-- Records from a dataset --
▼▼▼

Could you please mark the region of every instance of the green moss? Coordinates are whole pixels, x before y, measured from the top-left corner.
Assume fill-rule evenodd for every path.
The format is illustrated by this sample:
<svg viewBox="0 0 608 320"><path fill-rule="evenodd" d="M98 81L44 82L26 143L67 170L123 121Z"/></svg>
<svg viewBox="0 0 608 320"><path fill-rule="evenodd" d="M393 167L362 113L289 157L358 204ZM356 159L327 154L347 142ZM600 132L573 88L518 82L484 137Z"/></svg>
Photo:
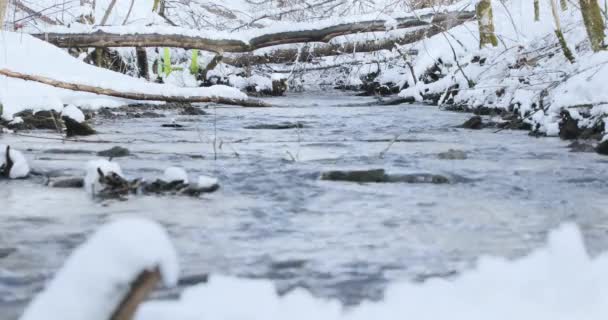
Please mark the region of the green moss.
<svg viewBox="0 0 608 320"><path fill-rule="evenodd" d="M534 21L540 21L540 3L534 0Z"/></svg>
<svg viewBox="0 0 608 320"><path fill-rule="evenodd" d="M562 8L562 11L568 10L568 0L559 0L559 5Z"/></svg>

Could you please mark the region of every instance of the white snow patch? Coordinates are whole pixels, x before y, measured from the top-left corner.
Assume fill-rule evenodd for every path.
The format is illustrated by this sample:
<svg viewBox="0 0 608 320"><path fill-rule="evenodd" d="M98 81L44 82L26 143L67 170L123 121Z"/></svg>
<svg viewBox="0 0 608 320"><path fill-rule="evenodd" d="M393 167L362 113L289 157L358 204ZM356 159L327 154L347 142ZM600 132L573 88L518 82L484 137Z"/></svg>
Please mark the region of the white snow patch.
<svg viewBox="0 0 608 320"><path fill-rule="evenodd" d="M78 109L75 105L69 104L61 111L62 117L72 118L76 122L84 122L84 113Z"/></svg>
<svg viewBox="0 0 608 320"><path fill-rule="evenodd" d="M272 282L213 276L177 301L151 301L136 320L600 320L608 314L608 254L589 257L580 231L565 225L545 248L518 260L485 257L451 279L396 283L379 302L344 309L298 289L279 297ZM237 306L237 307L235 307Z"/></svg>
<svg viewBox="0 0 608 320"><path fill-rule="evenodd" d="M6 165L6 149L6 145L0 144L0 167ZM13 167L8 173L8 177L11 179L26 178L30 174L30 166L23 153L19 150L10 148L9 157L13 161Z"/></svg>
<svg viewBox="0 0 608 320"><path fill-rule="evenodd" d="M197 180L197 186L199 188L212 188L219 184L217 178L208 176L199 176Z"/></svg>
<svg viewBox="0 0 608 320"><path fill-rule="evenodd" d="M158 268L166 286L177 282L177 254L166 231L141 218L100 228L25 310L21 320L107 320L144 270Z"/></svg>

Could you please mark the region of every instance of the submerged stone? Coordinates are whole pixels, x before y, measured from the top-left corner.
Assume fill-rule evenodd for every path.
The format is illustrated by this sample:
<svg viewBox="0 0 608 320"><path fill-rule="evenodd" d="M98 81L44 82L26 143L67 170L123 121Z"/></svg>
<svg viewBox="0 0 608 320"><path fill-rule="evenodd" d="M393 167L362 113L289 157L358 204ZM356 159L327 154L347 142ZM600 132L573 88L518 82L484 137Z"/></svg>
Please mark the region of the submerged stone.
<svg viewBox="0 0 608 320"><path fill-rule="evenodd" d="M92 134L96 134L97 132L93 130L88 124L85 122L77 122L76 120L70 117L61 118L66 128L66 135L68 137L73 136L90 136Z"/></svg>
<svg viewBox="0 0 608 320"><path fill-rule="evenodd" d="M245 129L256 129L256 130L286 130L286 129L302 129L304 125L300 122L281 122L274 124L254 124L246 126Z"/></svg>
<svg viewBox="0 0 608 320"><path fill-rule="evenodd" d="M467 153L462 150L449 149L446 152L440 152L437 157L442 160L464 160L467 158Z"/></svg>
<svg viewBox="0 0 608 320"><path fill-rule="evenodd" d="M599 154L608 156L608 140L604 140L604 141L600 142L600 144L598 144L597 147L595 148L595 151Z"/></svg>
<svg viewBox="0 0 608 320"><path fill-rule="evenodd" d="M460 127L478 130L483 128L483 121L481 120L480 116L473 116L469 120L465 121Z"/></svg>
<svg viewBox="0 0 608 320"><path fill-rule="evenodd" d="M57 177L49 181L51 188L83 188L83 177Z"/></svg>
<svg viewBox="0 0 608 320"><path fill-rule="evenodd" d="M384 169L371 170L334 170L321 174L321 180L350 182L387 182Z"/></svg>
<svg viewBox="0 0 608 320"><path fill-rule="evenodd" d="M120 146L115 146L107 150L97 152L97 155L100 157L110 157L110 158L119 158L126 157L130 155L131 152L127 148L123 148Z"/></svg>

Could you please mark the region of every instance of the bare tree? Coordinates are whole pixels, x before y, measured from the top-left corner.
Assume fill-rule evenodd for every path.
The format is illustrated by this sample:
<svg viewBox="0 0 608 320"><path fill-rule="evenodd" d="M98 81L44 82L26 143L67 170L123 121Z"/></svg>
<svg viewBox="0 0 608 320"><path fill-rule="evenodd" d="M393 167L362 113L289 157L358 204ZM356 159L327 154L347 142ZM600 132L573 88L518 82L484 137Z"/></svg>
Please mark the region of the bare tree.
<svg viewBox="0 0 608 320"><path fill-rule="evenodd" d="M8 0L0 0L0 30L4 29L4 17L6 17L6 7Z"/></svg>
<svg viewBox="0 0 608 320"><path fill-rule="evenodd" d="M597 0L580 0L585 29L591 42L591 49L597 52L604 48L604 19Z"/></svg>

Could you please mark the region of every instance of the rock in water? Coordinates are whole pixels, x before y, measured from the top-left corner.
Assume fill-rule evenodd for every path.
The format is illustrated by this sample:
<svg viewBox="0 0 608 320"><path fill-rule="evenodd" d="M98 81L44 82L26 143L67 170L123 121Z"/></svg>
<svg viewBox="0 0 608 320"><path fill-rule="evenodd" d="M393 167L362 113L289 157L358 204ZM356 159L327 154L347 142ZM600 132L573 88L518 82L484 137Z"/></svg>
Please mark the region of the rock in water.
<svg viewBox="0 0 608 320"><path fill-rule="evenodd" d="M321 180L350 181L350 182L387 182L388 177L384 169L371 170L335 170L321 174Z"/></svg>
<svg viewBox="0 0 608 320"><path fill-rule="evenodd" d="M595 148L590 143L574 141L568 145L570 152L594 152Z"/></svg>
<svg viewBox="0 0 608 320"><path fill-rule="evenodd" d="M388 182L445 184L450 183L450 179L438 174L413 173L389 175Z"/></svg>
<svg viewBox="0 0 608 320"><path fill-rule="evenodd" d="M97 133L93 128L84 122L77 122L70 117L62 117L63 123L66 127L66 135L68 137L73 136L89 136Z"/></svg>
<svg viewBox="0 0 608 320"><path fill-rule="evenodd" d="M471 119L465 121L460 127L465 129L478 130L483 128L483 121L481 120L480 116L474 116Z"/></svg>
<svg viewBox="0 0 608 320"><path fill-rule="evenodd" d="M49 182L51 188L82 188L84 178L82 177L57 177Z"/></svg>
<svg viewBox="0 0 608 320"><path fill-rule="evenodd" d="M120 146L97 152L100 157L120 158L130 155L129 149Z"/></svg>
<svg viewBox="0 0 608 320"><path fill-rule="evenodd" d="M600 144L598 144L597 147L595 148L595 151L599 154L608 156L608 140L604 140L604 141L600 142Z"/></svg>
<svg viewBox="0 0 608 320"><path fill-rule="evenodd" d="M254 124L246 126L245 129L257 129L257 130L286 130L286 129L302 129L304 125L300 122L281 122L275 124Z"/></svg>
<svg viewBox="0 0 608 320"><path fill-rule="evenodd" d="M23 153L10 146L0 145L0 177L22 179L29 174L30 166Z"/></svg>
<svg viewBox="0 0 608 320"><path fill-rule="evenodd" d="M442 160L464 160L467 158L467 153L462 150L450 149L446 152L441 152L437 155Z"/></svg>
<svg viewBox="0 0 608 320"><path fill-rule="evenodd" d="M578 127L578 120L573 119L568 111L562 111L559 122L559 137L563 140L577 139L582 130Z"/></svg>

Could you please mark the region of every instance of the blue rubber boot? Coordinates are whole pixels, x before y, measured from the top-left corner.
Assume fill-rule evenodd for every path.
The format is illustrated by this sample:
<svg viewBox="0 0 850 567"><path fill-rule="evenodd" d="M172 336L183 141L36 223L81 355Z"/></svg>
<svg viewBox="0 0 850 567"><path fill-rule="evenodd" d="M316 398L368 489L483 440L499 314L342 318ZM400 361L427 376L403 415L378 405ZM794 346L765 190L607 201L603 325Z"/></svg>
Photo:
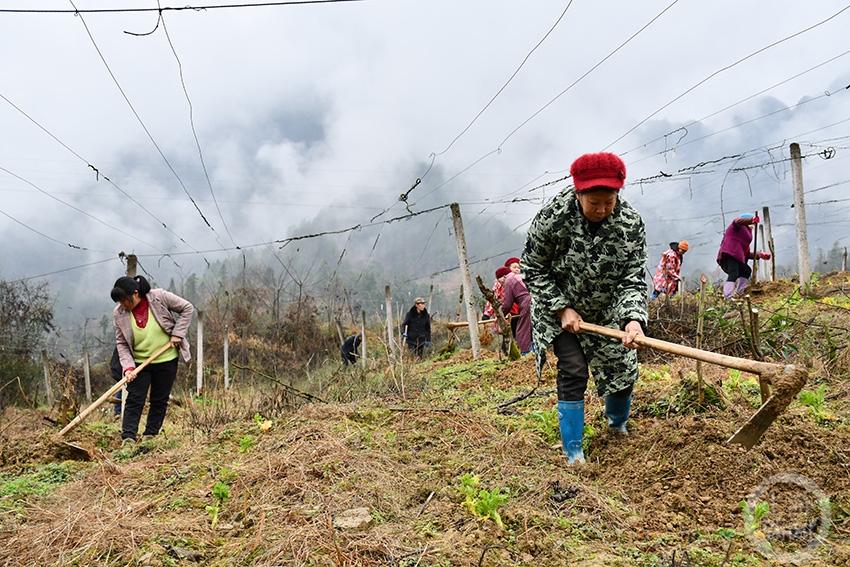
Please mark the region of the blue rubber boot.
<svg viewBox="0 0 850 567"><path fill-rule="evenodd" d="M723 282L723 297L726 299L732 299L732 295L735 293L735 282Z"/></svg>
<svg viewBox="0 0 850 567"><path fill-rule="evenodd" d="M738 278L735 280L735 295L741 295L747 286L750 285L750 280L747 278Z"/></svg>
<svg viewBox="0 0 850 567"><path fill-rule="evenodd" d="M620 435L628 435L626 422L632 409L632 393L616 392L605 397L605 415L608 416L608 428Z"/></svg>
<svg viewBox="0 0 850 567"><path fill-rule="evenodd" d="M581 447L584 434L584 400L565 402L558 400L558 425L561 428L561 445L567 464L584 464Z"/></svg>

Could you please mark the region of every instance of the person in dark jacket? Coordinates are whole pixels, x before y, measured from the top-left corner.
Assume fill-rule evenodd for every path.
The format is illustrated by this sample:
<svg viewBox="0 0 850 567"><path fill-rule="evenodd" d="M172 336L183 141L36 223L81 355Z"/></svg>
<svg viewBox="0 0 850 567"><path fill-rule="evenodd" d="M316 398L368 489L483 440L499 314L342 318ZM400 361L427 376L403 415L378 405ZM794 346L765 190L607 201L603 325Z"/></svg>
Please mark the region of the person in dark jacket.
<svg viewBox="0 0 850 567"><path fill-rule="evenodd" d="M431 315L425 308L424 299L417 297L413 301L413 307L404 317L401 330L407 348L421 358L423 351L431 347Z"/></svg>
<svg viewBox="0 0 850 567"><path fill-rule="evenodd" d="M342 343L342 363L344 365L354 364L357 362L357 357L360 356L358 351L360 350L360 343L363 340L363 337L360 333L356 335L351 335L345 342Z"/></svg>

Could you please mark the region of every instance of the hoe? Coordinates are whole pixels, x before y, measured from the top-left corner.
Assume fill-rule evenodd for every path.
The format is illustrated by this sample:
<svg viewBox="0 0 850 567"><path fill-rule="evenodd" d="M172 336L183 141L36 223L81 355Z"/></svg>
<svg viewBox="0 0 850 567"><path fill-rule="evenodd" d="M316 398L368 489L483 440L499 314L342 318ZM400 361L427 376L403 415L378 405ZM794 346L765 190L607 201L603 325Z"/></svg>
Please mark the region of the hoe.
<svg viewBox="0 0 850 567"><path fill-rule="evenodd" d="M626 336L626 333L619 329L612 329L592 323L582 322L580 323L580 328L582 331L615 339L622 339ZM727 443L737 443L747 449L751 449L759 442L759 439L767 431L767 428L770 427L770 424L797 397L797 394L803 389L809 377L806 370L797 368L792 364L774 364L727 356L725 354L700 350L649 337L639 337L635 342L640 346L670 354L685 356L727 368L735 368L743 372L749 372L750 374L757 374L761 382L771 384L773 386L773 393L762 403L758 411L726 441Z"/></svg>
<svg viewBox="0 0 850 567"><path fill-rule="evenodd" d="M161 355L162 353L164 353L164 352L165 352L166 350L168 350L169 348L171 348L171 343L170 343L170 342L165 343L164 345L162 345L161 347L159 347L159 349L157 349L157 351L156 351L156 352L154 352L154 353L153 353L153 354L152 354L152 355L151 355L151 356L150 356L147 360L145 360L143 363L141 363L139 366L137 366L137 367L135 368L135 370L133 370L133 372L131 373L131 374L132 374L132 376L133 376L134 378L135 378L136 376L138 376L138 375L139 375L139 373L140 373L142 370L144 370L144 368L145 368L148 364L150 364L151 362L153 362L154 360L156 360L156 359L157 359L157 357L159 357L159 355ZM91 458L91 453L90 453L87 449L85 449L84 447L81 447L80 445L76 445L76 444L74 444L74 443L69 443L69 442L67 442L67 441L64 441L64 440L62 440L62 437L64 437L66 433L68 433L69 431L71 431L72 429L74 429L75 427L77 427L78 425L80 425L80 424L83 422L83 420L85 420L85 419L89 416L89 414L91 414L94 410L96 410L97 408L99 408L100 406L102 406L102 405L104 404L104 402L106 402L108 399L110 399L112 396L114 396L114 395L115 395L115 392L117 392L118 390L120 390L121 388L123 388L123 387L124 387L124 385L125 385L125 384L127 384L127 381L128 381L128 379L129 379L129 377L130 377L130 376L128 375L128 376L124 376L123 378L121 378L121 380L119 380L118 382L116 382L114 386L112 386L112 387L111 387L111 388L109 388L106 392L104 392L104 394L103 394L102 396L100 396L98 399L96 399L94 402L92 402L92 404L91 404L89 407L87 407L86 409L84 409L83 411L81 411L81 412L80 412L80 415L78 415L78 416L77 416L77 417L75 417L73 420L71 420L71 421L68 423L68 425L66 425L64 428L62 428L62 431L60 431L60 432L58 433L58 435L57 435L58 440L59 440L62 444L64 444L65 446L67 446L69 449L71 449L71 450L72 450L75 454L78 454L78 455L80 455L81 457L82 457L82 456L85 456L85 457Z"/></svg>

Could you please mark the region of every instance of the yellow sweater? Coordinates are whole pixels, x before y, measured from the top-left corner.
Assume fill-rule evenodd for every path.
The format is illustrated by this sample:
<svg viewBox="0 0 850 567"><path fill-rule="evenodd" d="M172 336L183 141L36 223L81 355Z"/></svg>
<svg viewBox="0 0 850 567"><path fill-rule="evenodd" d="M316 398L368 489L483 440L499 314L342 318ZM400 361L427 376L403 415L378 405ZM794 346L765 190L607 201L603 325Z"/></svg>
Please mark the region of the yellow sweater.
<svg viewBox="0 0 850 567"><path fill-rule="evenodd" d="M133 314L129 314L130 324L133 326L133 360L137 363L144 362L150 355L156 352L156 349L167 343L170 339L162 327L153 316L153 313L148 314L148 324L142 329L136 324L136 318ZM177 349L170 348L153 361L153 364L160 362L168 362L177 358Z"/></svg>

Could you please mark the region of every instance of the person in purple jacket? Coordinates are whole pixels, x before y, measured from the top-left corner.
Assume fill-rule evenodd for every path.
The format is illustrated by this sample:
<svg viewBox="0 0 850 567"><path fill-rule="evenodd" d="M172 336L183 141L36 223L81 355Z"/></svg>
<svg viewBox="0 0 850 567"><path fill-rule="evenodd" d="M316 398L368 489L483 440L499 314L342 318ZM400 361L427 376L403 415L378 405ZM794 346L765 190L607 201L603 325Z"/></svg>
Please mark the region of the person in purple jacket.
<svg viewBox="0 0 850 567"><path fill-rule="evenodd" d="M723 297L726 299L741 293L749 285L753 270L747 265L748 260L770 260L769 252L754 253L750 250L753 241L751 227L758 223L758 216L744 213L733 220L723 233L720 250L717 251L717 263L728 276L723 284Z"/></svg>

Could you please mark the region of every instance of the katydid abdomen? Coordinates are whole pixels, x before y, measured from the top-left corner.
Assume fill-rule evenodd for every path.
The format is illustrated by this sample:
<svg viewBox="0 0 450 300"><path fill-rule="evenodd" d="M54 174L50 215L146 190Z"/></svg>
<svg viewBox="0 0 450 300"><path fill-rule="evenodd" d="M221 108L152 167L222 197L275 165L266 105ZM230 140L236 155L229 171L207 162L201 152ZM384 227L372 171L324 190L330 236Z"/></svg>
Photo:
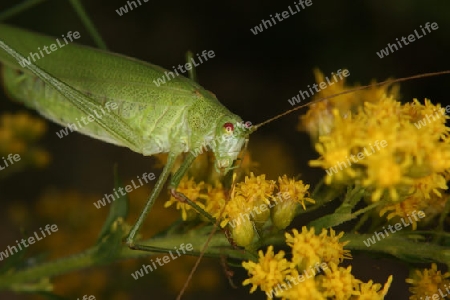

▲▲▲

-- HOW TO COMPLETE THIS TASK --
Scan the data above for the word "whole". Copy every line in which it is found.

-- ANSWER TO THIS EXERCISE --
Could you please mark the region of every instance of the green moss? Coordinates are whole pixels, x before y, measured from the top-left corner.
Could you please mark the region of every instance of the white snow patch? Coordinates are whole pixels, x before y, measured from the top-left corner.
Could you please mark the region of every instance of the submerged stone? Coordinates are whole pixels, x before y, measured from the top-left corner.
Could you please mark the region of every instance of the bare tree? Coordinates are whole pixels, x before y, measured from the top-left corner.
Could you please mark the region of every instance of the rock in water? Coordinates are whole pixels, x before y, measured from the top-left corner.
Could you please mark the region of every instance of the blue rubber boot? Coordinates are whole pixels, x before y, measured from the top-left corner.
Could you please mark the region of every instance of the person in dark jacket? Coordinates are whole pixels, x before y, measured from the top-left corner.
Could you please mark the region of every instance of the hoe? Coordinates are whole pixels, x before y, measured from the top-left corner.
Could you please mark the region of every instance of the yellow sweater? Coordinates are whole pixels, x before y, measured from the top-left corner.
Could you please mark the region of every instance of the person in purple jacket? Coordinates are whole pixels, x before y, measured from the top-left corner.
Could you please mark the region of every instance of the katydid abdomen? Coordinates are whole pixels, x before y, measured from the top-left corner.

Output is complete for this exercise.